▶ **Aim of the exercise**
What is needed is an exact copy of the records, with the images left out.

▶ **Extracted data**
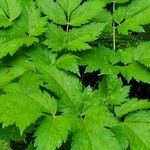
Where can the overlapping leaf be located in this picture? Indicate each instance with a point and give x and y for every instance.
(134, 15)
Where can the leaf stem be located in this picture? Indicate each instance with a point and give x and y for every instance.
(114, 28)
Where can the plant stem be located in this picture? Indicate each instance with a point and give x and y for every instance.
(114, 29)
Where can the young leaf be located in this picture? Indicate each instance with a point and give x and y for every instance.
(53, 10)
(4, 21)
(88, 136)
(75, 39)
(69, 5)
(85, 12)
(28, 104)
(68, 62)
(137, 12)
(138, 133)
(52, 132)
(112, 92)
(99, 58)
(8, 7)
(131, 106)
(31, 20)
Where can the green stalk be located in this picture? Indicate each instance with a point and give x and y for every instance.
(114, 28)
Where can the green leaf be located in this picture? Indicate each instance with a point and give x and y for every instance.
(78, 39)
(51, 133)
(31, 20)
(65, 86)
(11, 133)
(131, 105)
(112, 92)
(69, 5)
(4, 21)
(91, 134)
(85, 12)
(138, 132)
(8, 7)
(137, 12)
(99, 58)
(4, 145)
(136, 71)
(68, 62)
(24, 105)
(75, 39)
(53, 10)
(12, 39)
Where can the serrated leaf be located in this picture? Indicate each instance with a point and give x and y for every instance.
(85, 12)
(8, 7)
(51, 133)
(53, 11)
(12, 39)
(136, 71)
(23, 104)
(31, 20)
(4, 145)
(130, 106)
(4, 21)
(112, 91)
(137, 12)
(99, 58)
(65, 86)
(69, 5)
(75, 39)
(68, 62)
(138, 133)
(89, 134)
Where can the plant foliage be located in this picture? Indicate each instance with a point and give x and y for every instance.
(43, 103)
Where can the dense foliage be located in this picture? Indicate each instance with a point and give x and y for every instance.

▶ **Answer to this exercise**
Where can the overlapping leaf be located in this picture? Indicate each instance with a point and give x and y for every instance.
(134, 15)
Where can the leaf stem be located in this picture? Indicate each instance with a point and give x and y for every instance.
(114, 28)
Where can the plant stem be located in this picture? Indicate each instance with a point and give x and y for every instance.
(114, 29)
Where can the young leaf be located in this picture? Indicate each instance with a point and give x and y for every instance.
(53, 10)
(4, 21)
(88, 136)
(75, 39)
(69, 5)
(85, 12)
(28, 104)
(68, 62)
(137, 12)
(138, 133)
(52, 132)
(112, 92)
(99, 58)
(8, 7)
(131, 106)
(31, 20)
Where can the green stalk be located in this picture? Indicate each instance with a point and give x and y for every instance.
(114, 28)
Where can the green leaf be located in this picture? Indicate each instance with a point and give x and y for every instance.
(78, 39)
(51, 133)
(31, 20)
(65, 86)
(11, 133)
(131, 105)
(112, 92)
(69, 5)
(4, 21)
(91, 134)
(85, 12)
(138, 132)
(8, 7)
(137, 12)
(99, 58)
(4, 145)
(136, 71)
(68, 62)
(24, 105)
(75, 39)
(53, 10)
(12, 39)
Where can the serrated leaf be located in this picture? Indicate each instance with a point and give x and y for every instance.
(85, 12)
(8, 7)
(51, 133)
(53, 11)
(12, 39)
(136, 71)
(23, 104)
(31, 20)
(4, 145)
(130, 106)
(4, 21)
(112, 91)
(137, 12)
(99, 58)
(65, 86)
(69, 5)
(75, 39)
(68, 62)
(138, 133)
(89, 134)
Where can the plant foliage be located in this picture? Indicate each instance with a point and give x and y for every instance.
(43, 103)
Where can the dense foliage be located in this picture? Indicate each instance with a point and give x and y for every instance.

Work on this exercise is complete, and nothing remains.